Ausgangstext:
Donnerstag, 21. Juni 2018

Deutschland und Syrien. Von Thierry Meyssan

Die Beziehungen zwischen Deutschland und Syrien waren zur Zeit Kaiser Wilhelm II. ausgezeichnet, heute sind sie katastrophal. Das kommt daher, dass Berlin seit dem Kalten Krieg der Hinterhof der Muslim-Bruderschaft geworden ist, um die Arabische Republik Syrien zu stürzen. Seit 2012 arbeiten das Auswärtige Amt und die Denkfabrik des Bundes SWP (Stiftung Wissenschaft und Politik) direkt im Auftrag des tiefen US-Staates an der Zerstörung des Landes.

Historisch hatte Deutschland ausgezeichnete Beziehungen mit dem Osmanischen Reich im frühen 20. Jahrhundert. Kaiser Wilhelm II., der vom Islam fasziniert war, setzte archäologische Ausgrabungen, vor allem in Baalbeck fort und beteiligte sich am Bau der ersten Eisenbahnen, wie die Strecke Damaskus-Medina. Das Reich und die Hohe Pforte forderten gemeinsam die Briten heraus, als sie die "große arabische Revolte" von 1915 organisierten, verloren dann den ersten Weltkrieg und wurden infolgedessen aus der Region ausgeschlossen (Sykes-Picot-Sazonow-Abkommen).

Während des Kalten Krieges holte sich die CIA einige der besten NS-Offiziere, um ihren Kampf gegen die UdSSR weiterzuführen. Unter ihnen war Gerhard von Mende, der sowjetische Moslems gegen Moskau rekrutiert hatte [1]. Dieser Hohe Beamte installierte 1953 Saïd Ramadan, den Chef der Muslim-Bruderschaft außerhalb von Ägypten in München [2].

Aufgaben:
1. Wie lautet der Satz „Historisch hatte Deutschland ausgezeichnete Beziehungen mit dem Osmanischen Reich im frühen 20. Jahrhundert." aus dem Text über Deutschland und Syrien auf Englisch?
2. Schreiben Sie aus dem Text über Deutschland und Syrien die Stelle von „Historisch hatte Deutschland" bis einschließlich „Ägypten in München [2]." wortgetreu ab.

Aufgeführte Einträge:
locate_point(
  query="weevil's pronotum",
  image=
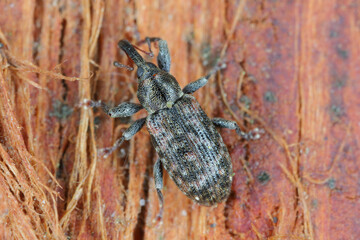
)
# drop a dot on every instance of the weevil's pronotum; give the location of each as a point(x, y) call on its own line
point(188, 144)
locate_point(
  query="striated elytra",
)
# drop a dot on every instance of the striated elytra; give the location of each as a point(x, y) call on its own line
point(189, 146)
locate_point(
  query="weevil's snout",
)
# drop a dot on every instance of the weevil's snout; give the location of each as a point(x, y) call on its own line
point(146, 70)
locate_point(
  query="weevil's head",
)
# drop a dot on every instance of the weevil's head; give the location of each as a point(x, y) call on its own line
point(145, 69)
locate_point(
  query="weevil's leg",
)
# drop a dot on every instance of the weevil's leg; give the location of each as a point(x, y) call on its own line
point(125, 109)
point(251, 135)
point(196, 85)
point(164, 58)
point(127, 135)
point(158, 176)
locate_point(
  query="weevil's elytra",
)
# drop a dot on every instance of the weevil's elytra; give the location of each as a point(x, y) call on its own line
point(192, 151)
point(189, 147)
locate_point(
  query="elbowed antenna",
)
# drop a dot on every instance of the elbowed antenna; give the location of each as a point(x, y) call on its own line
point(131, 52)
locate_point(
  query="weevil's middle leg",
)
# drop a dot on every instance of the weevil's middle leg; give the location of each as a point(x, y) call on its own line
point(196, 85)
point(127, 135)
point(158, 176)
point(251, 135)
point(125, 109)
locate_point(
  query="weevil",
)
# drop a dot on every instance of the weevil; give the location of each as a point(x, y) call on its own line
point(186, 140)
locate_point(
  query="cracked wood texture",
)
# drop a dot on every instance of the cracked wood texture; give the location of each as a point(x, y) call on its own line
point(292, 70)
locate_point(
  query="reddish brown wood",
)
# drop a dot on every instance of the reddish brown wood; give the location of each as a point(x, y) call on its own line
point(292, 69)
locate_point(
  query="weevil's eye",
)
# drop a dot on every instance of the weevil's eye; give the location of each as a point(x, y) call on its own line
point(140, 72)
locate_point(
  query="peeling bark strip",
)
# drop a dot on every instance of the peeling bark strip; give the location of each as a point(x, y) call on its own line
point(292, 69)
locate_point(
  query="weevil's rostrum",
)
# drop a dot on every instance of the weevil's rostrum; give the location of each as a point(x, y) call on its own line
point(188, 144)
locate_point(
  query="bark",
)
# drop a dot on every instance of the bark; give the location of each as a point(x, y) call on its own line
point(292, 70)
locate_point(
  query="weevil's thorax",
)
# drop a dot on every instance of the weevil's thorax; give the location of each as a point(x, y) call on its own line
point(158, 90)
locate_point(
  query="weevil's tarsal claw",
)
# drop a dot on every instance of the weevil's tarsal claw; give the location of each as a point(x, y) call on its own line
point(119, 65)
point(129, 49)
point(251, 135)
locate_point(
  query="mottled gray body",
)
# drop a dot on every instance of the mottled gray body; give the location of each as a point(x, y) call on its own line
point(192, 151)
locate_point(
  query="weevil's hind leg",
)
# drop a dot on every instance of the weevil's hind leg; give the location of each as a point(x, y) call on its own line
point(196, 85)
point(127, 135)
point(251, 135)
point(125, 109)
point(158, 176)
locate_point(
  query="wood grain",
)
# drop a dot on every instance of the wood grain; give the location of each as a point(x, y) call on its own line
point(292, 70)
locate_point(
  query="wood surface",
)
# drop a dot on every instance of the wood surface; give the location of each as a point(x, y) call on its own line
point(293, 70)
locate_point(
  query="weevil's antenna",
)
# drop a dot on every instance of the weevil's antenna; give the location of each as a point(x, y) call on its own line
point(120, 65)
point(130, 51)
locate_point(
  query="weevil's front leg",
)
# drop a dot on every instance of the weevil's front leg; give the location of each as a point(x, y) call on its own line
point(223, 123)
point(196, 85)
point(125, 109)
point(158, 176)
point(127, 135)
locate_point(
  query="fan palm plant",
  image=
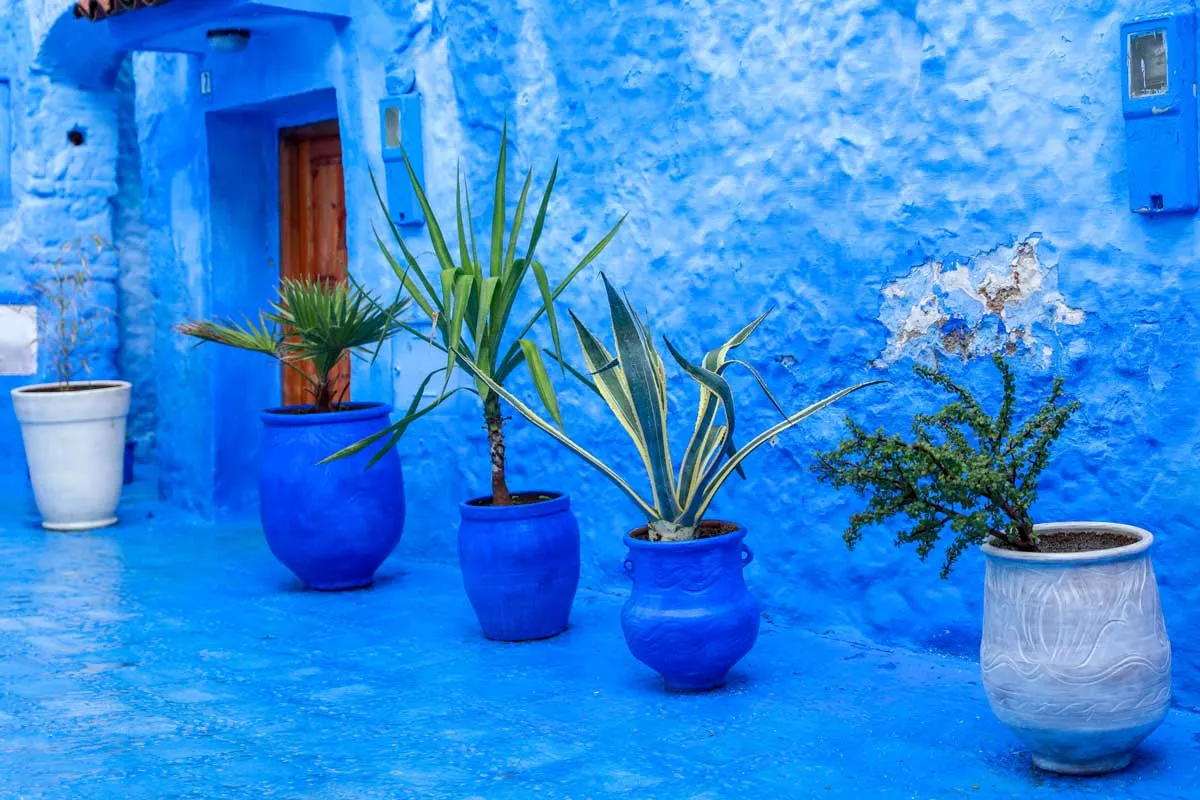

Lösungen je Aufgabe:
1. Historically, Germany had excellent relations with the Ottoman Empire in the early 20th century.

2.
Historisch hatte Deutschland ausgezeichnete Beziehungen mit dem Osmanischen Reich im frühen 20. Jahrhundert. Kaiser Wilhelm II., der vom Islam fasziniert war, setzte archäologische Ausgrabungen, vor allem in Baalbeck fort und beteiligte sich am Bau der ersten Eisenbahnen, wie die Strecke Damaskus-Medina. Das Reich und die Hohe Pforte forderten gemeinsam die Briten heraus, als sie die "große arabische Revolte" von 1915 organisierten, verloren dann den ersten Weltkrieg und wurden infolgedessen aus der Region ausgeschlossen (Sykes-Picot-Sazonow-Abkommen).

Während des Kalten Krieges holte sich die CIA einige der besten NS-Offiziere, um ihren Kampf gegen die UdSSR weiterzuführen. Unter ihnen war Gerhard von Mende, der sowjetische Moslems gegen Moskau rekrutiert hatte [1]. Dieser Hohe Beamte installierte 1953 Saïd Ramadan, den Chef der Muslim-Bruderschaft außerhalb von Ägypten in München [2].